### Problem requirements
Exactly the lines from the one containing "Place one keypoint per instance of the dresser" through the final line of the listing are to be retyped, and nothing more.

### Available records
· · · · · · ·
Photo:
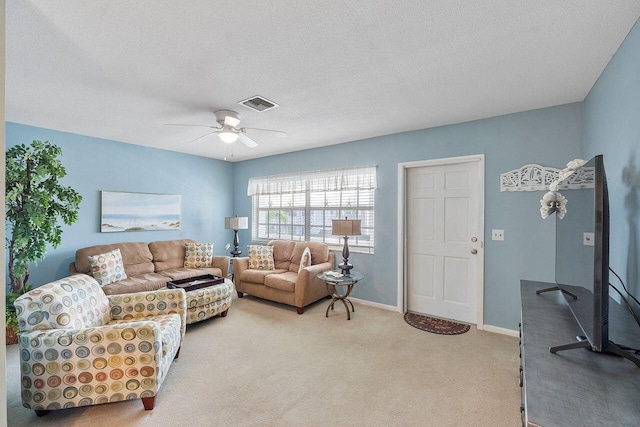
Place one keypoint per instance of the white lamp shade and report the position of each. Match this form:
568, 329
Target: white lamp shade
236, 222
345, 227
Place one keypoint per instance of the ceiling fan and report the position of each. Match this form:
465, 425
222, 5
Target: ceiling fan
228, 130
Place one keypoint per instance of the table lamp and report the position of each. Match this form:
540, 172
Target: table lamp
236, 223
345, 228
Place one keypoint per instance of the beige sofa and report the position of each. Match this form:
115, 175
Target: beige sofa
148, 266
285, 284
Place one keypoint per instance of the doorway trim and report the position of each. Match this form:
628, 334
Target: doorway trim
402, 223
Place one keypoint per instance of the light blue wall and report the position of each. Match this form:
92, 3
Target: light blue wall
612, 128
550, 137
95, 164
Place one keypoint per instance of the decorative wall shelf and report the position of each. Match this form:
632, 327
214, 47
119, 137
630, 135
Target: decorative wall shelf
538, 178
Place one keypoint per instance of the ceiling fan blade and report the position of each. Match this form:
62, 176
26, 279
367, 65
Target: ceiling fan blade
247, 141
200, 137
275, 132
182, 124
231, 121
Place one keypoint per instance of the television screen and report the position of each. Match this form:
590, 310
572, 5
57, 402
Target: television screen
582, 247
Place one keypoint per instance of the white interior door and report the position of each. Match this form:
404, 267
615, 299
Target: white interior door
444, 248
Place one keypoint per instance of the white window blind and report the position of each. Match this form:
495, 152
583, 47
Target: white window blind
301, 206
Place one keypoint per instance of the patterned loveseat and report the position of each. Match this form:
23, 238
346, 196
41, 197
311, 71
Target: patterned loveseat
81, 347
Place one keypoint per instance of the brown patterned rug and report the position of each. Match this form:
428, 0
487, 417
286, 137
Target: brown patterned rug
435, 325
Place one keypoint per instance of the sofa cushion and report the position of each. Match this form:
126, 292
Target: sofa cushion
260, 257
107, 267
258, 276
198, 255
136, 257
168, 254
75, 302
185, 273
139, 283
305, 260
282, 250
319, 254
283, 281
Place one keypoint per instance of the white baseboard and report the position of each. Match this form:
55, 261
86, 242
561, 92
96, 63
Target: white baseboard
374, 304
498, 330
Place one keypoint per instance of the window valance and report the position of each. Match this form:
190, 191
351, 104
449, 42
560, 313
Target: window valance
360, 178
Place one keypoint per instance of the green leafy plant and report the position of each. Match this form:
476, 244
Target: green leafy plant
35, 202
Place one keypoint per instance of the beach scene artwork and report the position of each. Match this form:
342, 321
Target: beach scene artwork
139, 212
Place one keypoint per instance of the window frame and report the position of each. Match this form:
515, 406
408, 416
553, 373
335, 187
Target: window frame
298, 189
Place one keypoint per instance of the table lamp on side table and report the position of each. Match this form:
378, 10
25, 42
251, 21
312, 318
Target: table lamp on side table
236, 223
345, 227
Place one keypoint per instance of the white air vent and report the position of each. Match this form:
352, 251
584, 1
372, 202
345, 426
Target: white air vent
258, 103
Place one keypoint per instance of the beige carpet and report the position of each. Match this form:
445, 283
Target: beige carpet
264, 365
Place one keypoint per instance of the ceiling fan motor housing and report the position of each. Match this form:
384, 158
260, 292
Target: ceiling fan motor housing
222, 115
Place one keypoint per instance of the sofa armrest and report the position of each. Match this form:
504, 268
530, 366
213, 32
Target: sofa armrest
314, 270
308, 285
78, 362
140, 305
221, 262
72, 269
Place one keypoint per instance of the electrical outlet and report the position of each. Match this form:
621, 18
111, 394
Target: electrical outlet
587, 239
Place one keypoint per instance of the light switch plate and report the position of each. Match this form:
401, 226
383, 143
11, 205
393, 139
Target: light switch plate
587, 239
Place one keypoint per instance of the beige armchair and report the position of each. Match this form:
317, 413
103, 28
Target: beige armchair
285, 284
81, 347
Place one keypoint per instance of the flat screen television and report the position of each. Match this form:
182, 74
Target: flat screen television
582, 257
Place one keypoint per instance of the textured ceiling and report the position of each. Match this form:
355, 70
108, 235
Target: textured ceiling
340, 70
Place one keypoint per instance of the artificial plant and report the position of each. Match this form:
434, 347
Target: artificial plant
35, 203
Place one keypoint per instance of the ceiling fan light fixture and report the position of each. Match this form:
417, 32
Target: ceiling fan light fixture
228, 136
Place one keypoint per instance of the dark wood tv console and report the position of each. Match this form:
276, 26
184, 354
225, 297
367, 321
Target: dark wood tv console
574, 387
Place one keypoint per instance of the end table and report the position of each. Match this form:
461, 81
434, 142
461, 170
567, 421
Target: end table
335, 278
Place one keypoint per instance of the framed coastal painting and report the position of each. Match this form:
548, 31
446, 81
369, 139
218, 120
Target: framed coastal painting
123, 211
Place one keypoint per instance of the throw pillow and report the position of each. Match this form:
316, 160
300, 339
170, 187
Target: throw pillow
198, 255
305, 261
261, 257
108, 267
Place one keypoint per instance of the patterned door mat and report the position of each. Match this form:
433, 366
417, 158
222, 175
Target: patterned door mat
435, 325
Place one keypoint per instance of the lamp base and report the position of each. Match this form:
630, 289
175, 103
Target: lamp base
345, 268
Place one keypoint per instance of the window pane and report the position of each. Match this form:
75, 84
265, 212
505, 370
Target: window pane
350, 198
329, 215
298, 233
285, 232
366, 217
293, 215
333, 198
365, 198
316, 217
299, 200
298, 217
316, 200
287, 200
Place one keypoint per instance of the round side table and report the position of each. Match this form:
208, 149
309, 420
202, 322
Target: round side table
334, 279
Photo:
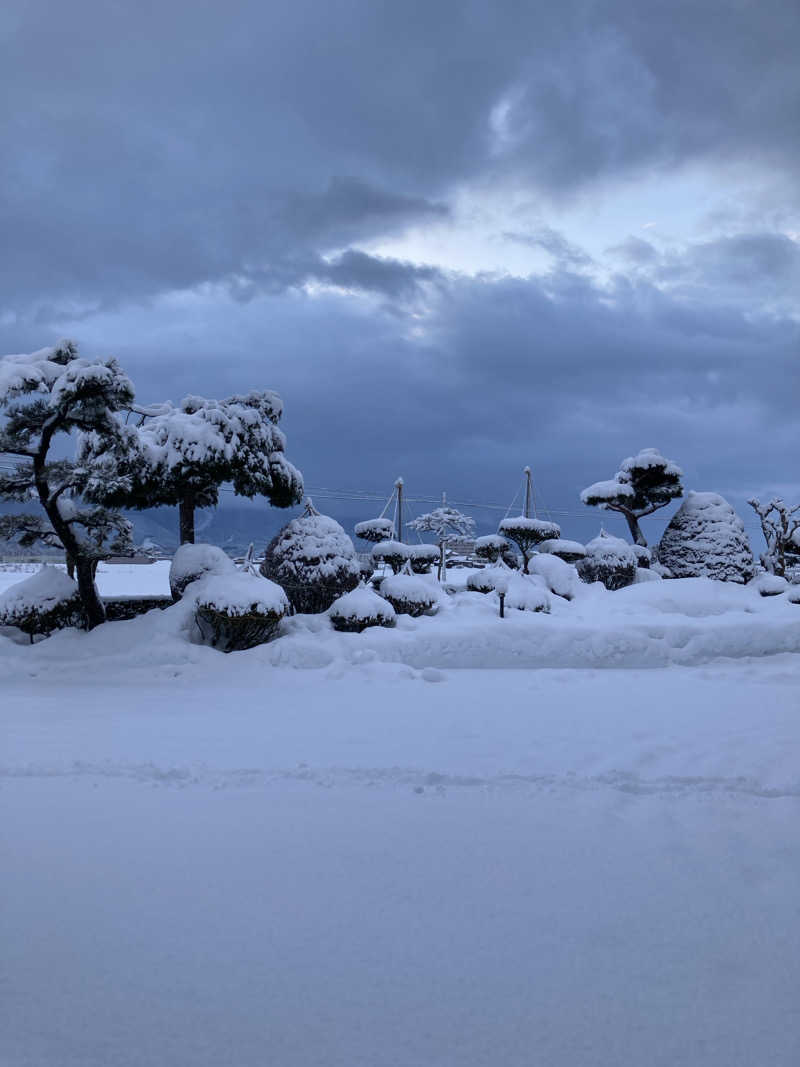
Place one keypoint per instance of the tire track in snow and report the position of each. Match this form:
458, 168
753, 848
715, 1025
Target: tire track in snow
419, 781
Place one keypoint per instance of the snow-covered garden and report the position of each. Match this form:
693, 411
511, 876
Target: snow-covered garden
317, 809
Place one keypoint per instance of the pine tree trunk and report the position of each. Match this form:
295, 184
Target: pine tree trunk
186, 513
92, 603
636, 532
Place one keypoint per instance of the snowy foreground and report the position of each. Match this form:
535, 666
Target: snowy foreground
393, 848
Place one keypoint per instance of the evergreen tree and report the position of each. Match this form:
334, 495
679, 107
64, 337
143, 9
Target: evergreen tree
181, 456
448, 525
45, 395
643, 483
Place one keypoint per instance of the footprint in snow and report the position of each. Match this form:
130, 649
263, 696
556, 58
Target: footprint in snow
431, 674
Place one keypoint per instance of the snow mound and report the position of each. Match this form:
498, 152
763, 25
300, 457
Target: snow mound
706, 539
769, 585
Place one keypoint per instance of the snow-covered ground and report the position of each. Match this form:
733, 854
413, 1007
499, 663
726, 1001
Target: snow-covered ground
393, 848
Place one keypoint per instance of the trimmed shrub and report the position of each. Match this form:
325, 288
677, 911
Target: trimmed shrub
239, 611
525, 593
122, 608
409, 594
706, 539
45, 602
561, 578
374, 529
571, 552
360, 608
194, 561
610, 560
392, 553
313, 559
488, 579
422, 557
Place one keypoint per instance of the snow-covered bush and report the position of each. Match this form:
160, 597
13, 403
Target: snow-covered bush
409, 594
376, 529
490, 578
643, 556
392, 553
236, 611
123, 608
45, 396
313, 559
646, 574
769, 585
571, 552
525, 593
422, 557
610, 560
360, 608
561, 578
527, 534
706, 539
193, 561
494, 547
43, 603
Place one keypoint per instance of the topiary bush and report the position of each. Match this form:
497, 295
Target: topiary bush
570, 552
314, 560
393, 553
193, 561
355, 610
525, 593
409, 594
489, 579
610, 560
238, 611
422, 557
374, 529
45, 602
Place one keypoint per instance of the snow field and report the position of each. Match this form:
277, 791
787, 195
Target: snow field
371, 849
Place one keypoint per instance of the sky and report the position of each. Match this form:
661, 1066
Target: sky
457, 238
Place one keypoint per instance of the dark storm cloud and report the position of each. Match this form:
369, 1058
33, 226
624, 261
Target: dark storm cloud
153, 146
242, 149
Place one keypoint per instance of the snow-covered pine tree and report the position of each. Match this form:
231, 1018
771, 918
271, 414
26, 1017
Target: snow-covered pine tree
181, 456
448, 524
643, 483
44, 395
527, 534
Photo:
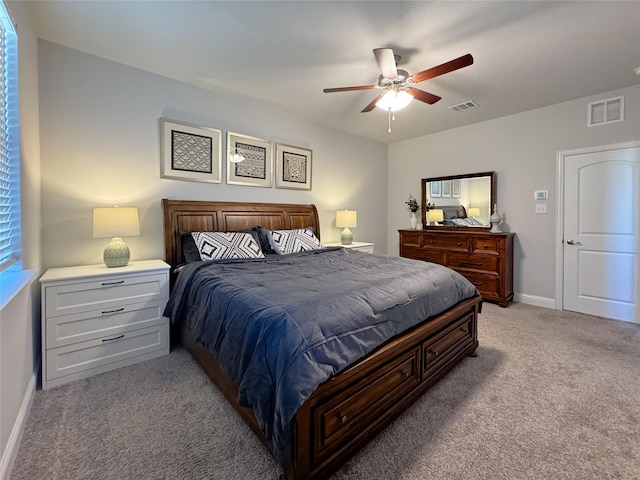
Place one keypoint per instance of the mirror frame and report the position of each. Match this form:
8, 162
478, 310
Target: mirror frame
425, 181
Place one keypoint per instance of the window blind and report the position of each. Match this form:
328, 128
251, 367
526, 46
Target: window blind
10, 236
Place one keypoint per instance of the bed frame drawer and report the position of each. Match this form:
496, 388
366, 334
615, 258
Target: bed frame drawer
447, 345
348, 413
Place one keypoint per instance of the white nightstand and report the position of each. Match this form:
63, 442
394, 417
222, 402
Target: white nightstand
96, 319
361, 246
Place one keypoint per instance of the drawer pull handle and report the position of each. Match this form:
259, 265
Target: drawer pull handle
108, 312
105, 340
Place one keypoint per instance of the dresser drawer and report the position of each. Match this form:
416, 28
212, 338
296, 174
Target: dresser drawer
476, 262
484, 283
444, 346
93, 354
486, 245
349, 411
450, 242
104, 293
80, 327
435, 256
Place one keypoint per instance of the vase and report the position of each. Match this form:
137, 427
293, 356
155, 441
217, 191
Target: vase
414, 221
495, 220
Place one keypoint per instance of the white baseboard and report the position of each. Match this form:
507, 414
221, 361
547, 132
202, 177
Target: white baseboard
535, 300
11, 449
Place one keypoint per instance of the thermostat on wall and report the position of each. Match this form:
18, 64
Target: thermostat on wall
541, 194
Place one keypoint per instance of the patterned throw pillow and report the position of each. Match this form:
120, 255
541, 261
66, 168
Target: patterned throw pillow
292, 241
221, 245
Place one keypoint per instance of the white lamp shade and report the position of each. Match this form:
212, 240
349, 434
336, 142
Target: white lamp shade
346, 218
111, 222
394, 100
435, 215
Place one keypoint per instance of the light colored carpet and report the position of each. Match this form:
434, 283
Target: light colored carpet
551, 395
· · · · · · ·
### Result below
Place one keypoint per instance of the dresser drawer and report the position of each. Match this form:
416, 28
212, 338
296, 174
Target: dresser drawer
476, 262
484, 283
444, 346
93, 354
486, 245
349, 411
450, 242
104, 293
80, 327
435, 256
Place one keypoint per instance of the vase and report the position of each. Match this form:
137, 427
293, 356
155, 441
217, 191
Target: vase
414, 221
495, 220
Place one keypoint per instance of the white baseboard and report the position of each. Match this form:
507, 414
221, 361
547, 132
202, 177
Target: white baseboard
535, 300
11, 449
Place one keypoint per instance of the thermostat on wall and report the position of each. Match this form:
18, 64
Target: thermostat on wall
541, 194
Place one keypoint per instance of the patterned throw pillow and report the position of each. Match this form:
120, 255
541, 261
66, 168
Target: patterned throw pillow
292, 241
221, 245
Place one keypoint per instance of the white lamp shade and report the position of each. Match this form:
212, 240
349, 434
336, 142
Target: white lamp shade
346, 218
111, 222
394, 100
435, 215
Place one keypoint per instance of the light colored carpet and report the position of each. Match this form:
434, 283
Target: light colored carpet
551, 395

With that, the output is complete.